| TASK |
Rewrite the data below, starting at the line containing "One keypoint belongs to every instance. Tag the person wearing" and ending at the last line of the data, with "safety vest" changed to "high-visibility vest" and everything else left as is. Omit the pictures from your output.

| EXTRACTED MATERIAL |
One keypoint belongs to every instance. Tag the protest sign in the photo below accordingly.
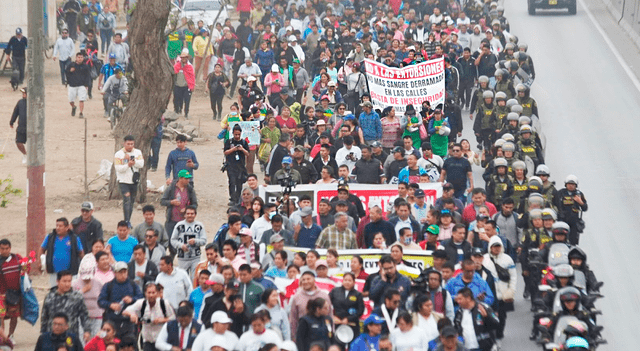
(399, 87)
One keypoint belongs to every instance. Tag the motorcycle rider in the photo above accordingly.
(570, 203)
(500, 185)
(485, 125)
(529, 105)
(578, 260)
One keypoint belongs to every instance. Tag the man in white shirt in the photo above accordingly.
(179, 334)
(175, 281)
(64, 50)
(219, 330)
(188, 237)
(128, 161)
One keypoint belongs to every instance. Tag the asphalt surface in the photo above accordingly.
(588, 105)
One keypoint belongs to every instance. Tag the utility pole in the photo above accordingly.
(36, 218)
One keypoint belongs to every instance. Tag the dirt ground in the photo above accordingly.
(65, 170)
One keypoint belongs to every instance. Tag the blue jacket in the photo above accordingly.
(477, 285)
(371, 126)
(403, 176)
(379, 286)
(177, 160)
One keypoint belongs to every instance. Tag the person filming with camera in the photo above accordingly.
(235, 151)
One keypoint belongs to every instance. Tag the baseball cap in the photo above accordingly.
(184, 174)
(233, 284)
(373, 318)
(215, 278)
(276, 238)
(119, 266)
(306, 211)
(220, 317)
(448, 331)
(433, 229)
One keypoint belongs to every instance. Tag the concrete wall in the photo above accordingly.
(13, 14)
(628, 13)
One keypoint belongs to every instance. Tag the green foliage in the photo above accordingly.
(7, 189)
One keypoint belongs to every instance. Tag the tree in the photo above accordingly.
(152, 83)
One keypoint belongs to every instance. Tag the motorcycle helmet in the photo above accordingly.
(517, 109)
(519, 165)
(560, 228)
(508, 146)
(542, 169)
(535, 184)
(523, 46)
(563, 271)
(508, 137)
(500, 162)
(524, 120)
(571, 179)
(576, 343)
(577, 252)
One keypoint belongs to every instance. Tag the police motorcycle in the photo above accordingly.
(567, 318)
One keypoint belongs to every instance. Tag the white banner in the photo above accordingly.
(399, 87)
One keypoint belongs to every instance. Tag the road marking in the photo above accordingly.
(613, 48)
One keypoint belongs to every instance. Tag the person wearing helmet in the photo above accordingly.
(570, 202)
(520, 181)
(485, 125)
(578, 260)
(529, 104)
(548, 187)
(559, 232)
(501, 108)
(533, 239)
(504, 84)
(468, 75)
(476, 100)
(500, 185)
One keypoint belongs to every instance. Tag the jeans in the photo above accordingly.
(156, 142)
(105, 39)
(63, 66)
(128, 200)
(181, 95)
(18, 62)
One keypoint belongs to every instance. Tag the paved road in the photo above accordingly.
(589, 108)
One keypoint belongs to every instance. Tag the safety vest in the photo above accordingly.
(519, 190)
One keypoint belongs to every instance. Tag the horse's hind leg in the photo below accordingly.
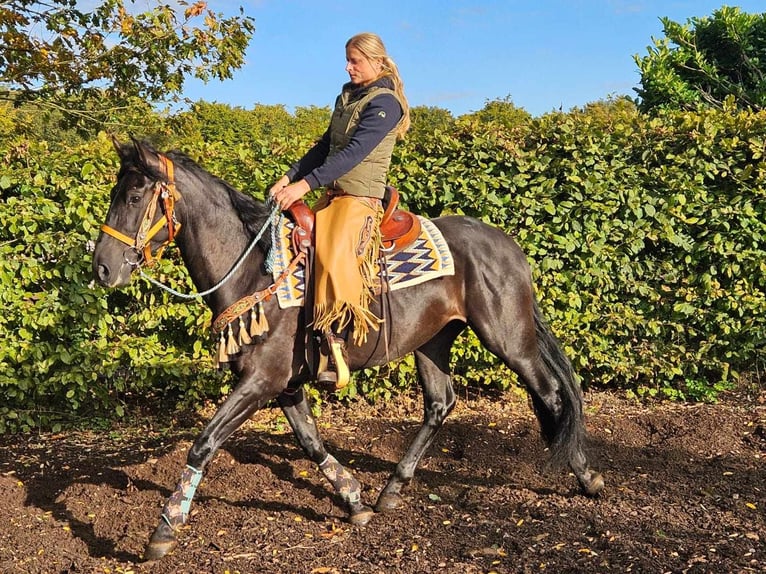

| WRITTEN ANSWER |
One keypoint belongs to every instance. Tag the person wearing helmet in the photo above accordingly.
(570, 202)
(520, 181)
(485, 125)
(578, 260)
(529, 104)
(548, 187)
(559, 232)
(501, 108)
(533, 239)
(504, 84)
(468, 75)
(476, 100)
(500, 185)
One keypoint belongs to every instance. Tag the jeans in the photo above accordingly.
(156, 142)
(105, 39)
(63, 66)
(128, 200)
(181, 95)
(18, 62)
One keypoint belongs to every instance. Tag the paved road in the photo above accordingly.
(589, 108)
One keypoint belongs to every instance. Tag the high-visibility vest in the photo above accordingly.
(519, 190)
One keypoint belongs to every instance. Tag the horse's hind leg in the photo below accordingly.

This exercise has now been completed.